Thursday 22 July 2010

Scandalous Photos (1979)

Scandalous Photos (Photos scandale) is one of a number of very obscure 1970s and 80s French erotic films released on DVD by Nucleus Films on their cutely but aptly named Naughty DVD label.

This 1979 movie combines a B-movie mystery espionage plot with some very tame softcore elements. The results are lightweight in the extreme but it somehow manages to be more likeable and more charming than you’d have any right to expect. The whole thing has a nicely subtle tongue-in-cheek feel to it.

Juliette (Brigitte Lahaie) and her boyfriend Chris are small-scale blackmailers. Juliette pretends her car has broken down and whenever a passing male motorist stops to help (which is pretty frequent since Juliette is an attractive young lady) she seduces them while Chris snaps some incriminating photos.

Juliette however has much bigger ambitions. If you’re going to be a blackmailer, do it on the grand scale. Her idea is that Chris should seduce wealthy heiresses who fancy a spot of rough trade while she will take the photos. Chris isn’t overly bright but she’s confident his considerable skills in the bedroom will stand him in good stead. You might wonder if wealthy industrialists in 1979 would be prepared to pay out big money to keep their erring daughters’ sexual escapades out of the papers but Juliette has thought of this. A group of very rich businessmen are trying to put together a major deal with an even bigger and richer magnate who happens to be a devout and very conservative Mormon. So in this case they will have to pay up or risk seeing the deal go belly-up.

__Dataset entries__:

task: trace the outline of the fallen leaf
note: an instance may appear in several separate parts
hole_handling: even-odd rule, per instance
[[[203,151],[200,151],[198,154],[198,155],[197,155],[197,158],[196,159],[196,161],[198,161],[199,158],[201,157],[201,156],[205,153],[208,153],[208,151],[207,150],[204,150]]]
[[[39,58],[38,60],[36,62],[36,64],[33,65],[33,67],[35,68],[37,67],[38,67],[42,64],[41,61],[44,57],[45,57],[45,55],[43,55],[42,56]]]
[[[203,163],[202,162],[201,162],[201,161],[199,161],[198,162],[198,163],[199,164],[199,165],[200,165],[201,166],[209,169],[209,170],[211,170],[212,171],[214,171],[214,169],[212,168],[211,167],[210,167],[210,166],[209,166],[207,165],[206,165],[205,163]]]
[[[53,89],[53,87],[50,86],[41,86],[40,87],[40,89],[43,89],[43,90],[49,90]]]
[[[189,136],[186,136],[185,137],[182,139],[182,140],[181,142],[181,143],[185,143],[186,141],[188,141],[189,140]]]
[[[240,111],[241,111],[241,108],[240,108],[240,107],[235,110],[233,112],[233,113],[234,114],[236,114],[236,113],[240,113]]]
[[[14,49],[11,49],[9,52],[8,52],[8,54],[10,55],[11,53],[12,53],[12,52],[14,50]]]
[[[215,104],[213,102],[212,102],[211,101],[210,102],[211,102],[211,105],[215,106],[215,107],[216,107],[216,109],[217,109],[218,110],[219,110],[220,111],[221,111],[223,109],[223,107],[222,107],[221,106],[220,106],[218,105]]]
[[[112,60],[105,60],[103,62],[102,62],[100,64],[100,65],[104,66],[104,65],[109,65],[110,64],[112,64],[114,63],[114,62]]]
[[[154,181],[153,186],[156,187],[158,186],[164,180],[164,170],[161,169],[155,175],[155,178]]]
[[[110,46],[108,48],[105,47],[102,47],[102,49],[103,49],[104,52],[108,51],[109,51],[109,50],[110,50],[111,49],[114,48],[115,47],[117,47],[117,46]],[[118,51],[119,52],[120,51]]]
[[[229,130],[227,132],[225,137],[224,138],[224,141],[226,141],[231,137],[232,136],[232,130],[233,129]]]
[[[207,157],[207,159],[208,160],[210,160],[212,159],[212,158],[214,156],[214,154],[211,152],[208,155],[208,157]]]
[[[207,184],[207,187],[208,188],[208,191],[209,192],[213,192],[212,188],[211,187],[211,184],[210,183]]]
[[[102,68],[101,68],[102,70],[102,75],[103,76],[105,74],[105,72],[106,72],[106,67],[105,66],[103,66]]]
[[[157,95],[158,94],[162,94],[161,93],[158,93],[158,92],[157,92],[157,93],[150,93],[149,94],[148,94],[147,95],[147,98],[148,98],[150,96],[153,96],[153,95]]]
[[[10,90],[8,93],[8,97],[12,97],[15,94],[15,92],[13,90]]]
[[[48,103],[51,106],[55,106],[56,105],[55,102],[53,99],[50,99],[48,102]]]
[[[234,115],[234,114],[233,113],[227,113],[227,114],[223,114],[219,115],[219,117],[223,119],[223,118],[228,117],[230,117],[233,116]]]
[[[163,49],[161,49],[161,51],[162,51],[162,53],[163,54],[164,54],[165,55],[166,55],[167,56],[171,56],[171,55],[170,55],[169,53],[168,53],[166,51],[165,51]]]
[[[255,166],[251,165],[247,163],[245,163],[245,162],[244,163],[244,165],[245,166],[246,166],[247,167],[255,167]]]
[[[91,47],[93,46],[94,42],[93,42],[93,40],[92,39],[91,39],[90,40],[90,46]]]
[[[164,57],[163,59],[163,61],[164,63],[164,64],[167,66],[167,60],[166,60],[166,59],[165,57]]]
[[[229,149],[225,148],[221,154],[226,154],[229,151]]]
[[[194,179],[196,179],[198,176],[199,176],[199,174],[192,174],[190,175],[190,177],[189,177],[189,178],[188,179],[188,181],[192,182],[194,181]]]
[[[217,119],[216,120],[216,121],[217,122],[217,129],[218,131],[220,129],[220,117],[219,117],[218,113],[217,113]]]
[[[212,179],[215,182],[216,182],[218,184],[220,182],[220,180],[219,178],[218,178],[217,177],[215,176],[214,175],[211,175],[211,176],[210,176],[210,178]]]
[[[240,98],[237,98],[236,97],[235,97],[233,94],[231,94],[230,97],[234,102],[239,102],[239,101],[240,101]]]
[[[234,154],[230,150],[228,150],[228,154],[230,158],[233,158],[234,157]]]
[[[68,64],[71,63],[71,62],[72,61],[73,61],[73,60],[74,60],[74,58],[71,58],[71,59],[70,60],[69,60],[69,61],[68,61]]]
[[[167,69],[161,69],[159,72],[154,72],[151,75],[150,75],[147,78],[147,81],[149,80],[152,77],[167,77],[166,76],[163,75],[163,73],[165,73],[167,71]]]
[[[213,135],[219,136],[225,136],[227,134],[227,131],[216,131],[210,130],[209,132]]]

__Required work__:
1. Does the film review support each of these statements? Answer yes or no for each, quoting the deciding words from the film review. (a) The film was put out on DVD by Nucleus Films. (b) In Juliette's bigger plan, Chris is the one who takes the photos. (c) The magnate in the deal is a devout Mormon.
2. Can you print the part of the film review that opens with the words containing "Thursday 22 July" and closes with "feel to it."?
The items come from a separate source and are unrelated to the film review.

__Solution set__:
1.
(a) Yes: "released on DVD by Nucleus Films on their cutely but aptly named Naughty DVD label"
(b) No: "Chris should seduce wealthy heiresses who fancy a spot of rough trade while she will take the photos"
(c) Yes: "a devout and very conservative Mormon"

2.
Thursday 22 July 2010

Scandalous Photos (1979)

Scandalous Photos (Photos scandale) is one of a number of very obscure 1970s and 80s French erotic films released on DVD by Nucleus Films on their cutely but aptly named Naughty DVD label.

This 1979 movie combines a B-movie mystery espionage plot with some very tame softcore elements. The results are lightweight in the extreme but it somehow manages to be more likeable and more charming than you’d have any right to expect. The whole thing has a nicely subtle tongue-in-cheek feel to it.